Print, please, the line that contains "Task: set a point on the forested" and each line after it to the end of the entries, unchanged and with nothing else.

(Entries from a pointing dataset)
— begin —
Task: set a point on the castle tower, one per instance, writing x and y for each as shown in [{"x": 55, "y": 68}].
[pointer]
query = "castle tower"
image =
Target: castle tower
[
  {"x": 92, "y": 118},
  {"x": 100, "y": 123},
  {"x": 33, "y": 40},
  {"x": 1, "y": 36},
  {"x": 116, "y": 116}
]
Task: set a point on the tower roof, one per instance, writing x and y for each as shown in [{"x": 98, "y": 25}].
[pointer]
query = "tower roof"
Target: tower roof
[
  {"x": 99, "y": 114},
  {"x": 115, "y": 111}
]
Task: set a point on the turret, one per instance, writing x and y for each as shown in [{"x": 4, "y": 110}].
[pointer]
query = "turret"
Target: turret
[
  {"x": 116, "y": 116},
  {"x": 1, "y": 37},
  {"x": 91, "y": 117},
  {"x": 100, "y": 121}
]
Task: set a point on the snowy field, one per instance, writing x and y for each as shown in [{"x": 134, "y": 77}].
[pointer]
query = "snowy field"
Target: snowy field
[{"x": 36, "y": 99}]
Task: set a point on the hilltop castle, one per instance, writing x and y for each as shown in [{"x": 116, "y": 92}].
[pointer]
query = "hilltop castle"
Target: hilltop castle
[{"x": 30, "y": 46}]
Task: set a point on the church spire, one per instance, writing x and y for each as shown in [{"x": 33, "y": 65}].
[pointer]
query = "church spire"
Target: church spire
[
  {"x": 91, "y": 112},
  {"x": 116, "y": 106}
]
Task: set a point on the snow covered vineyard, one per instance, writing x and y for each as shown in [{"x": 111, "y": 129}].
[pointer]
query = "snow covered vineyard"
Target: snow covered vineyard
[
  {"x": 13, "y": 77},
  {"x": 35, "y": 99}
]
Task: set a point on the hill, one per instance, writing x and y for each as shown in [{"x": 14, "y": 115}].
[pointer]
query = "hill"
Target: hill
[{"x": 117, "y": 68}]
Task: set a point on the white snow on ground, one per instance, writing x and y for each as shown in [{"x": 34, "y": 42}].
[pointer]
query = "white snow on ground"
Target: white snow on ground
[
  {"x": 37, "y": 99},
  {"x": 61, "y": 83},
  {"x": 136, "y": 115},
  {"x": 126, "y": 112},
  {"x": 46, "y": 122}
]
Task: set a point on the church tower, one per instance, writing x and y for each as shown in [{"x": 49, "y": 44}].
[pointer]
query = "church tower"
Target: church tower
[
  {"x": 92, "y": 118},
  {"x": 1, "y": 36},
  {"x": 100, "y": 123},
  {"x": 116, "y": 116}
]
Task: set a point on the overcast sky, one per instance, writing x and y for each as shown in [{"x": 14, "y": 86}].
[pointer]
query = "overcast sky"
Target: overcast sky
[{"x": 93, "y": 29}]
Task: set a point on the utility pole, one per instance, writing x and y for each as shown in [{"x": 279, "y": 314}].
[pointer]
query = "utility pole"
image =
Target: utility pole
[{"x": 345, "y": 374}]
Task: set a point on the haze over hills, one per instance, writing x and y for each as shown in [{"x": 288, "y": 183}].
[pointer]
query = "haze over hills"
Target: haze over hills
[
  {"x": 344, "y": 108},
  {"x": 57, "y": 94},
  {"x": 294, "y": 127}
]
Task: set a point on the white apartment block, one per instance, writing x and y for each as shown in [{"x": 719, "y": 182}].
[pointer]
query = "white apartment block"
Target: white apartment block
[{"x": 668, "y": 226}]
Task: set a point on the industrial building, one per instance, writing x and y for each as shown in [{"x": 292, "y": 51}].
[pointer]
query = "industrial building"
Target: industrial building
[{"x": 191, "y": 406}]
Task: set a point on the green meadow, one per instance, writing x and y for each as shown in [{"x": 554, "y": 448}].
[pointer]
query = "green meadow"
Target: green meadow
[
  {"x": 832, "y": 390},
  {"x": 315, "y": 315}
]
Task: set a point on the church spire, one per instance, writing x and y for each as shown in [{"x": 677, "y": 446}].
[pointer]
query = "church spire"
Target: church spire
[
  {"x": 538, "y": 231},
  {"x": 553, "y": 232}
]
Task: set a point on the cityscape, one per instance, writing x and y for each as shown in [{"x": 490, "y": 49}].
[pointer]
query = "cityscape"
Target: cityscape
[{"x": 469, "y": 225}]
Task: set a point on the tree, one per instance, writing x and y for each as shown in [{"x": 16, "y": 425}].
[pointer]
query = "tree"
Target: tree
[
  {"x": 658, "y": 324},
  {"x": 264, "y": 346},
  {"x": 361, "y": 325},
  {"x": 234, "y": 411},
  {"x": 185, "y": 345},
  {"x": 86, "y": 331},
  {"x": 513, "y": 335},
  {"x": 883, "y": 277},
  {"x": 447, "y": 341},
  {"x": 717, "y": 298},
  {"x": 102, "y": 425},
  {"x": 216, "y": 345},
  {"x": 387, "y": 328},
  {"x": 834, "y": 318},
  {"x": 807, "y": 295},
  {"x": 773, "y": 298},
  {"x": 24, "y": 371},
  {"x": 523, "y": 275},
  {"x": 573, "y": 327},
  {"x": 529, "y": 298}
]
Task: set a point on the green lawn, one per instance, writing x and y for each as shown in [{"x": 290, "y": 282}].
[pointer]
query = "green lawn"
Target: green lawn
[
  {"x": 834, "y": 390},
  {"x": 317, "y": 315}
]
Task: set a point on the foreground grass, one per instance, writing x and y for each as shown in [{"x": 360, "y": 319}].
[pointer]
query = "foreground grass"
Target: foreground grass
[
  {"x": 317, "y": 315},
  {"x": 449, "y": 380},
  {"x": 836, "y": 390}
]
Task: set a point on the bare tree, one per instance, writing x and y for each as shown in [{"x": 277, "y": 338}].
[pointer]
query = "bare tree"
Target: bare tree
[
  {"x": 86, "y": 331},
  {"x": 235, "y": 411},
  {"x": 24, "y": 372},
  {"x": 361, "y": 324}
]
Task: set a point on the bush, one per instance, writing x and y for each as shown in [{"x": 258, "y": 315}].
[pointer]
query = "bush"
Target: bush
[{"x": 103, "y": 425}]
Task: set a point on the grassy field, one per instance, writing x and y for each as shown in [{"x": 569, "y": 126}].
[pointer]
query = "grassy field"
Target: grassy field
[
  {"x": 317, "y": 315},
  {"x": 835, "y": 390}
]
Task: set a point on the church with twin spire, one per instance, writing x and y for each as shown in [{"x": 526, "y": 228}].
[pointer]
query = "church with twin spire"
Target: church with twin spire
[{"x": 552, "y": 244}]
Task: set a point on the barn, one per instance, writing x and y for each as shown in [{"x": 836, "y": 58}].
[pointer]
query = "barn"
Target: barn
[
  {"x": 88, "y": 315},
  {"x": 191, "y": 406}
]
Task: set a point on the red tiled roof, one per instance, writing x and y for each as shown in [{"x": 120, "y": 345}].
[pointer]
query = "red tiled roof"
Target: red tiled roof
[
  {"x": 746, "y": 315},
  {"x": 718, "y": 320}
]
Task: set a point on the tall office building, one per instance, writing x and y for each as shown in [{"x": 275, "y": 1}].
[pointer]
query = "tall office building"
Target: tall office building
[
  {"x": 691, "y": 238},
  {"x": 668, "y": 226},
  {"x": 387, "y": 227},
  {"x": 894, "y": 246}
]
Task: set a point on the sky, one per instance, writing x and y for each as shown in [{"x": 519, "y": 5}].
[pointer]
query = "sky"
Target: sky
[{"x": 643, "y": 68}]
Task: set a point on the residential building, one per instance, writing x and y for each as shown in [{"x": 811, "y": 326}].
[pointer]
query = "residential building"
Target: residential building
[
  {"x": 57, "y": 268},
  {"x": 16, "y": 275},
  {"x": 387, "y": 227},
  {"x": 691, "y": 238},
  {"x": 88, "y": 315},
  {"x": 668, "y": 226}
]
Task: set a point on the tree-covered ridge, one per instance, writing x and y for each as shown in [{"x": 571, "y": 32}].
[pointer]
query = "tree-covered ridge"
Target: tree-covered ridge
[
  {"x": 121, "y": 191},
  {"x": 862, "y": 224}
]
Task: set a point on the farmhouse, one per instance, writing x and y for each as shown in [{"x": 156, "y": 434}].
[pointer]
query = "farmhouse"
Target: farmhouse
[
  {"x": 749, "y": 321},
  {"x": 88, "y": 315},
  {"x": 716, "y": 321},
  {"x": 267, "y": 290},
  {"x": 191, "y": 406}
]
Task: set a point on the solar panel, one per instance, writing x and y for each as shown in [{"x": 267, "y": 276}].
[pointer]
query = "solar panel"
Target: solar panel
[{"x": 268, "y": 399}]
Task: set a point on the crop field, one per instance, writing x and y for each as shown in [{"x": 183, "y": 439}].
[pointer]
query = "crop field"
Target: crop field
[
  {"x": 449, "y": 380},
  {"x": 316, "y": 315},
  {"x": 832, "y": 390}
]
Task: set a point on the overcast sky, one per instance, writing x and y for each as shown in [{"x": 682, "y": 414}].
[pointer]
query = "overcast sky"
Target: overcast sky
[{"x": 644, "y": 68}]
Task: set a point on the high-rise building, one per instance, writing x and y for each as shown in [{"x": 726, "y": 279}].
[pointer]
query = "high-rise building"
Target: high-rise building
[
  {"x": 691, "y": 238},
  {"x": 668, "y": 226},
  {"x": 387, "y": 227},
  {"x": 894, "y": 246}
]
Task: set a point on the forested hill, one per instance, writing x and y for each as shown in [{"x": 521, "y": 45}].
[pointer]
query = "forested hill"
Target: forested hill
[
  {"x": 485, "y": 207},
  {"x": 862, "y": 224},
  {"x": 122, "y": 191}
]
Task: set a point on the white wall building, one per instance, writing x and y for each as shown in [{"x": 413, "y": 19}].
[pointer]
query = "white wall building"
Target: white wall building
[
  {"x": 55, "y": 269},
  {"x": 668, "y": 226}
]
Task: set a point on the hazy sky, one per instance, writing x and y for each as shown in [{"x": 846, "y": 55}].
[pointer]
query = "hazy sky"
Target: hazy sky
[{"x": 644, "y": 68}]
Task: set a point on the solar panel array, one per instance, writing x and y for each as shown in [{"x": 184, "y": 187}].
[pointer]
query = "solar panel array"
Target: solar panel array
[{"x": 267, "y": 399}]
— end —
OUTPUT FOR THIS TASK
Task: set a point on the forested hill, one per instance, writing x and y for each as shown in [{"x": 521, "y": 45}].
[pointer]
query = "forested hill"
Target: forested hill
[
  {"x": 485, "y": 207},
  {"x": 862, "y": 224},
  {"x": 122, "y": 191}
]
Task: set a point on the white wall building, one per instance, writing x and y for each as shown in [{"x": 413, "y": 19}].
[pointer]
query = "white wall building"
Target: white wall building
[
  {"x": 55, "y": 269},
  {"x": 668, "y": 226}
]
Task: set a point on the hazy sky, one per instance, writing x and y for each as shown in [{"x": 846, "y": 55}].
[pointer]
query = "hazy sky"
Target: hazy sky
[{"x": 644, "y": 68}]
Task: set a point on the solar panel array, one per instance, writing x and y for each as shown in [{"x": 184, "y": 187}].
[pointer]
query = "solar panel array"
Target: solar panel array
[{"x": 267, "y": 399}]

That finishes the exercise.